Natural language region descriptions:
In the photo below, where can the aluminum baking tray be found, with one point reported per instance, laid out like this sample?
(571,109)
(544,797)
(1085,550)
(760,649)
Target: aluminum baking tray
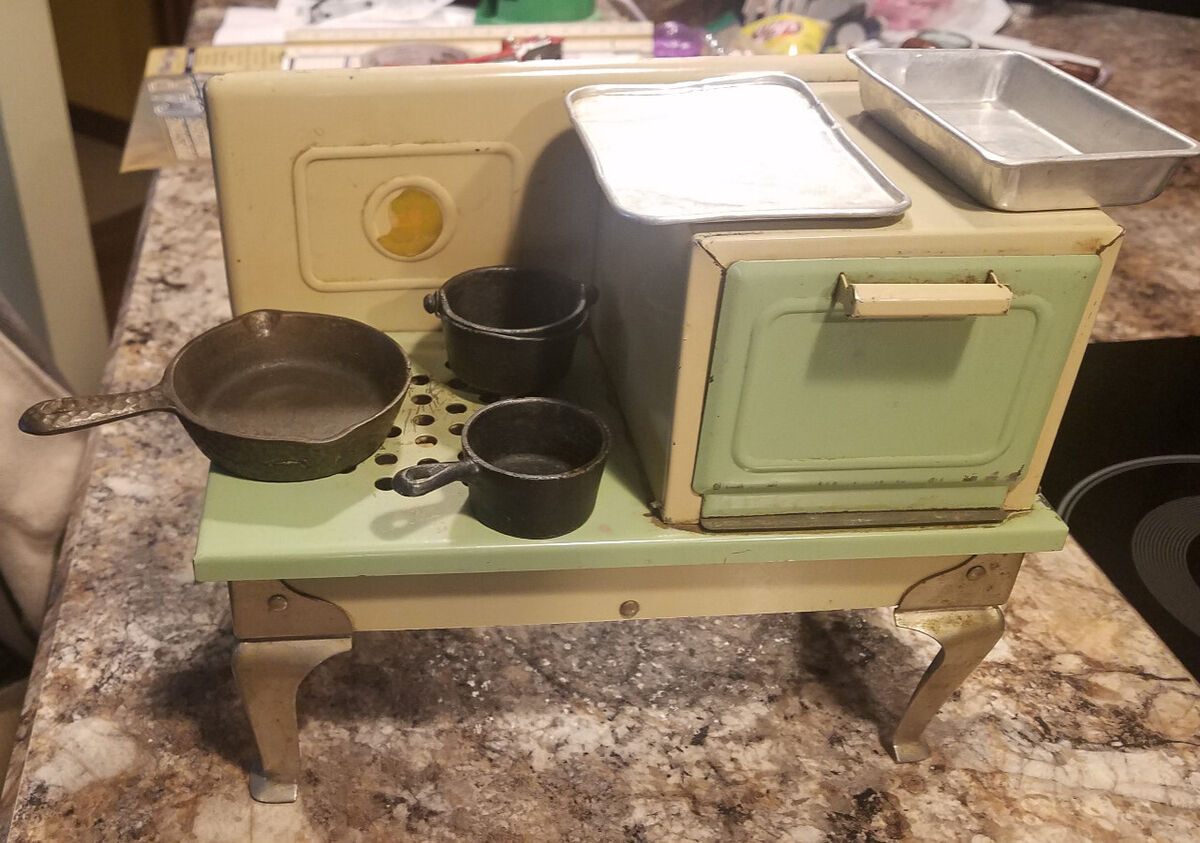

§ **INSTRUCTIONS FOR THE TASK**
Please print each of the records word for word, keeping the pictures out.

§ **RESULT OF THIS EXERCISE**
In the photo below, where can the aluminum baking tray be found, with one point reported per instance, laid out like this sample?
(571,109)
(544,797)
(1085,550)
(760,649)
Target: aluminum baking tray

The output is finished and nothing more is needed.